---- СТРАНИЦА

Недооценка поэтической формы, непонимание целостного художественного единства поэтического произведения пронизывают все рассуждения Перро. Они являются наиболее уязвимым моментом его концепции, и в этом вопросе преимущество было совершенно очевидно на стороне его противников — Буало и Расина. Об ограниченности такого упрощенного и прямолинейного истолкования произведений искусства, и, в частности, эпоса (правда, без упоминания имени Перро и вообще «спора») критически высказался К. Маркс: «Относительно искусства известно, что определенные периоды его расцвета отнюдь не находятся в соответствии с общим развитием общества… Относительно некоторых форм искусства, например эпоса, даже признано, что они в своей классической форме, составляющей эпоху в мировой истории, никогда не могут быть созданы, как только началось художественное производство, как таковое; что, таким образом, в области самого искусства известные значительные формы его возможны только на низкой ступени развития искусств… Возможен ли Ахиллес в эпоху пороха и свинца? Или вообще „Илиада“ наряду с печатным станком и тем более типографской машиной?.. Однако трудность заключается не в том, чтобы понять, что греческое искусство и эпос связаны с известными формами общественного развития. Трудность состоит в том, что они еще продолжают доставлять нам художественное наслаждение и в известном отношении служить нормой и недосягаемым образцом»[16].

Именно этой трудности не мог разрешить Перро, вернее, он не смог увидеть ее. Тем не менее, значение поднятых им вопросов вышло далеко за рамки чисто литературной полемики и во многом определило важнейшие проблемы философии истории в эпоху Просвещения.

В 1694 г. произошло официальное примирение главных участников «спора» — Буало и Перро. Оба противника, однако, остались каждый при своем мнении. «Спор» был продолжен следующим поколением уже в XVIII в. и касался преимущественно отдельных частных вопросов — критики Гомера и его переводов, прозаической или стихотворной трагедий и т. д. Но главная идея Перро — о прогрессе цивилизации и культуры — утвердилась в эпоху Просвещения как основная и бесспорная.

--------
---- ЗАПИСИ НАБОРА ДАННЫХ

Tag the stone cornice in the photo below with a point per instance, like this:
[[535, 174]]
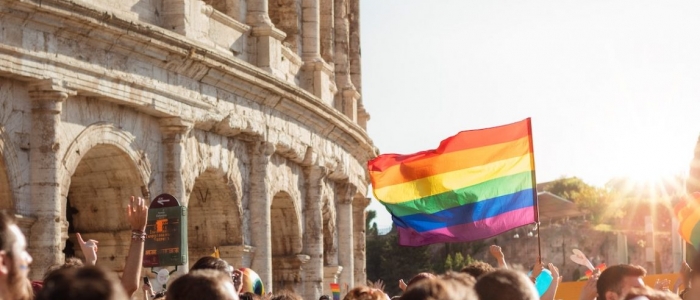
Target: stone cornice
[[161, 42]]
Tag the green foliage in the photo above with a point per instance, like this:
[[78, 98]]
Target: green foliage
[[588, 198], [390, 262]]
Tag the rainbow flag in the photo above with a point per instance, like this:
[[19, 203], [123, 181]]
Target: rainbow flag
[[475, 185], [335, 289], [688, 213]]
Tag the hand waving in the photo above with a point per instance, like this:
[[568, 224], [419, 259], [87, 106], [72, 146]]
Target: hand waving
[[89, 249]]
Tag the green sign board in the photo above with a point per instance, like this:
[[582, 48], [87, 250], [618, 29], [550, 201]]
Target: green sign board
[[166, 233]]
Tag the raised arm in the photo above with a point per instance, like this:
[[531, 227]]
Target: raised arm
[[89, 249], [137, 213], [552, 289], [497, 253]]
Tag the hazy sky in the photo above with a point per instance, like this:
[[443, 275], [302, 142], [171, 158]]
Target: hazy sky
[[612, 87]]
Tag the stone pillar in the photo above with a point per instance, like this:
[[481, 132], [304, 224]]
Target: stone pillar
[[238, 256], [330, 275], [175, 131], [347, 97], [46, 240], [260, 202], [267, 38], [346, 249], [313, 233], [311, 30], [359, 205]]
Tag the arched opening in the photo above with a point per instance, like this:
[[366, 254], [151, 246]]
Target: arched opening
[[285, 15], [99, 191], [6, 196], [214, 216], [286, 243]]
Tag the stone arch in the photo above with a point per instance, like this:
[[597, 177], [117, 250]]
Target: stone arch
[[286, 15], [102, 171], [286, 242], [215, 216]]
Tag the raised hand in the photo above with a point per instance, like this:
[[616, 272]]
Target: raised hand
[[590, 291], [402, 285], [89, 249], [137, 213], [496, 251]]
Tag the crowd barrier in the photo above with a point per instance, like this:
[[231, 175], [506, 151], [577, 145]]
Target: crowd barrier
[[571, 290]]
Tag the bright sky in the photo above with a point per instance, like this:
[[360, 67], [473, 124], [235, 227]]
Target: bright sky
[[612, 87]]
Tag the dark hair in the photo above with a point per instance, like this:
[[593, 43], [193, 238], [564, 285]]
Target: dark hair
[[477, 269], [200, 284], [611, 278], [86, 283], [505, 284], [210, 262]]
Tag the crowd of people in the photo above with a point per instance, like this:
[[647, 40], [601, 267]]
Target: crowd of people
[[213, 278]]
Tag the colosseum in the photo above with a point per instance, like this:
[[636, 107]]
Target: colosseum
[[248, 111]]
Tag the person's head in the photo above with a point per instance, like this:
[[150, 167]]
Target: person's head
[[646, 293], [86, 283], [617, 280], [477, 269], [462, 283], [438, 289], [210, 262], [286, 295], [503, 284], [202, 284], [365, 293], [14, 259], [419, 277]]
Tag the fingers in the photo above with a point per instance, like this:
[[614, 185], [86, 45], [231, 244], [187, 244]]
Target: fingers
[[80, 238]]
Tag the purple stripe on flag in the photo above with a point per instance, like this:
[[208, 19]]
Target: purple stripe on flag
[[482, 229]]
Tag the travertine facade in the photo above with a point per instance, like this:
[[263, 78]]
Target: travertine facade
[[248, 111]]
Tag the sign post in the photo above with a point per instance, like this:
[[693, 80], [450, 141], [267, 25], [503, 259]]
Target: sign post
[[166, 233]]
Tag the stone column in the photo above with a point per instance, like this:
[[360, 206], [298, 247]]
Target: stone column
[[311, 30], [267, 38], [359, 230], [313, 233], [347, 96], [317, 74], [346, 249], [260, 201], [175, 131], [238, 256], [46, 240]]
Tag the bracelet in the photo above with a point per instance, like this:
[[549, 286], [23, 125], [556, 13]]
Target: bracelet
[[138, 235]]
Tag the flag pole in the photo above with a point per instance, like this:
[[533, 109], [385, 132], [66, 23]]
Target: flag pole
[[534, 192]]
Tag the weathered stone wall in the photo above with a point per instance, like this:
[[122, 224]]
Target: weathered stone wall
[[101, 100]]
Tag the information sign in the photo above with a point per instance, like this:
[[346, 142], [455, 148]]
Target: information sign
[[166, 233]]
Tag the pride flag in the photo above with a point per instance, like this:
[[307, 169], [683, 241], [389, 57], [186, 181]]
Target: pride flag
[[688, 213], [335, 289], [475, 185]]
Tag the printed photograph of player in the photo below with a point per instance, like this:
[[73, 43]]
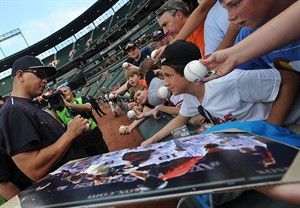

--------

» **ЗАДАНИЯ**
**1.** В каком году, согласно тексту о Перро, официально примирились Буало и Перро?
**2.** Допишите текст о Перро, начав сразу после его последнего предложения.

» **ОТВЕТЫ**
**1.** В 1694 году.

**2.**
Раздел III

НЕМЕЦКАЯ ЛИТЕРАТУРА

Глава 14. Общая характеристика

Немецкая литература XVII в. развивается в условиях, коренным образом отличных от условий, существовавших в других европейских странах. К началу века Германия еще не преодолела наследия средневековья — феодальную раздробленность и политическую децентрализацию, с которой уже давно покончили Англия, Франция и Испания. Так называемая Священная Римская империя германской нации представляла собой искусственное государственное образование, состоявшее из 296 феодальных княжеств, полутора десятков вольных имперских городов и бесчисленного множества мелких феодальных владений, формально независимых, но экономически и политически нежизнеспособных. Имперская власть и ее учреждения не оказывали никакого реального влияния на внутреннюю и внешнюю политику крупных князей. Политическая раздробленность пагубно сказывалась на экономике: бесчисленные таможенные границы, пересекавшие страну, препятствовали созданию единого внутреннего рынка. С внешних торговых путей Германия была вытеснена еще в XVI в., в эпоху великих географических открытий, выдвинувших на первый план крупные морские и колониальные державы — сначала Испанию и Португалию, потом Англию и Голландию. Когда-то могущественный и богатый союз ганзейских городов фактически распался и утратил свою роль в европейской торговле. Следствием этих обстоятельств были общая отсталость социального развития Германии, слабость немецкого бюргерства, не игравшего сколько-нибудь значительной роли в общественной и политической жизни страны.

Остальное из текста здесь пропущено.